▶ _Short task_
Print, without any change, the entries below from the line containing "Target: broth surface" through the final line of the entries, including both ends.

▶ _Data for this task_
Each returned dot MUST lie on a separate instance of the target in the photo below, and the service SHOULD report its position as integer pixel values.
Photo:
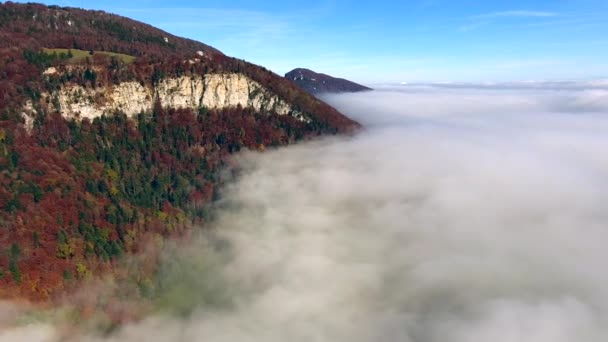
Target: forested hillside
(76, 194)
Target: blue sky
(394, 41)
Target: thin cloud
(516, 14)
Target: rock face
(214, 91)
(316, 83)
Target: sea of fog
(461, 213)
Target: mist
(458, 214)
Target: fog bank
(458, 215)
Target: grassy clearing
(79, 55)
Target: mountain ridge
(114, 135)
(317, 83)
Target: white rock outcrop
(214, 91)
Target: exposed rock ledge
(210, 90)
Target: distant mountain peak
(317, 83)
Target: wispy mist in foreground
(459, 215)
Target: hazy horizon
(395, 41)
(457, 214)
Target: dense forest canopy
(75, 195)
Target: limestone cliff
(213, 91)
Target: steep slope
(316, 83)
(112, 138)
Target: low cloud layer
(459, 215)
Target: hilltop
(316, 83)
(113, 134)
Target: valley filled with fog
(460, 213)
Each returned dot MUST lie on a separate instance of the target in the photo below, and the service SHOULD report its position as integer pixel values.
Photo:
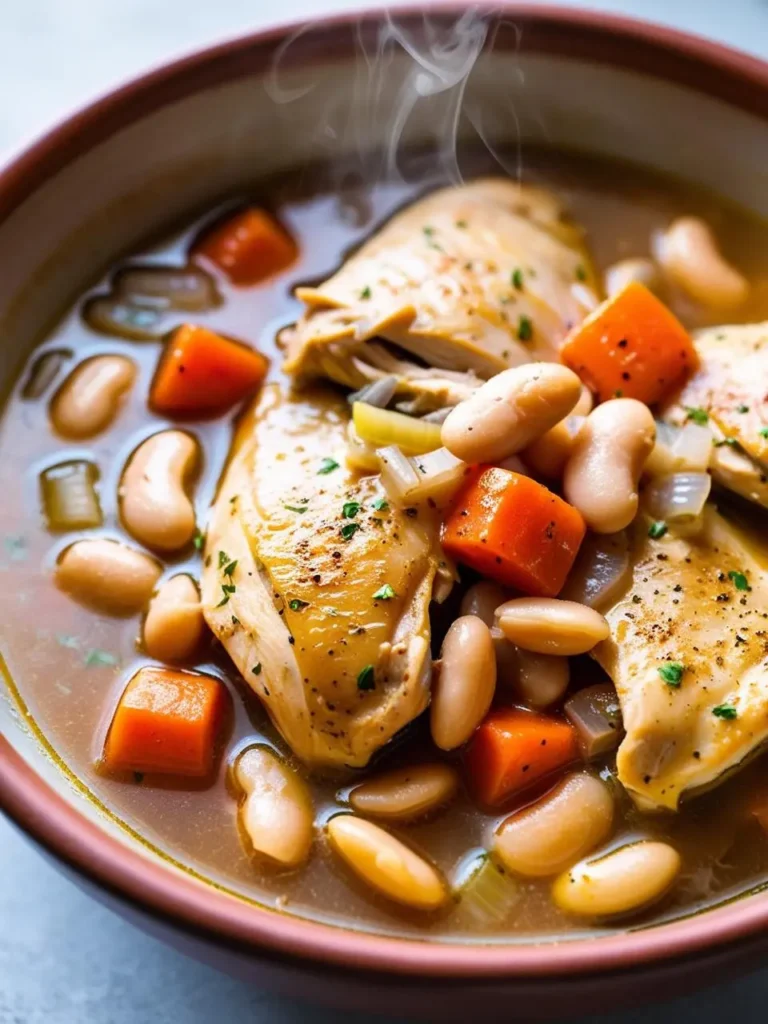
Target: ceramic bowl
(153, 152)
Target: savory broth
(71, 665)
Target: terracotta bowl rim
(57, 826)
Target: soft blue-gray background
(64, 960)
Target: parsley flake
(524, 328)
(328, 466)
(672, 673)
(739, 580)
(367, 678)
(727, 712)
(697, 415)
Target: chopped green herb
(328, 466)
(68, 641)
(725, 711)
(367, 678)
(524, 328)
(699, 416)
(739, 580)
(672, 673)
(96, 656)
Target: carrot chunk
(514, 530)
(631, 346)
(168, 722)
(203, 374)
(512, 749)
(249, 247)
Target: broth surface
(71, 665)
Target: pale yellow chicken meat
(456, 288)
(315, 586)
(699, 603)
(731, 387)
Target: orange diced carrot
(631, 346)
(513, 749)
(167, 722)
(249, 247)
(203, 374)
(513, 529)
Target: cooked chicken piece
(701, 602)
(731, 385)
(469, 281)
(297, 550)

▶ _Solution to this task_
Target: broth surface
(71, 665)
Target: pale yellow chicken meat
(456, 288)
(315, 586)
(699, 603)
(731, 387)
Target: orange diced carrot
(631, 346)
(513, 749)
(167, 722)
(249, 247)
(203, 374)
(513, 529)
Target: cooked chicken piece
(701, 602)
(731, 385)
(469, 281)
(297, 550)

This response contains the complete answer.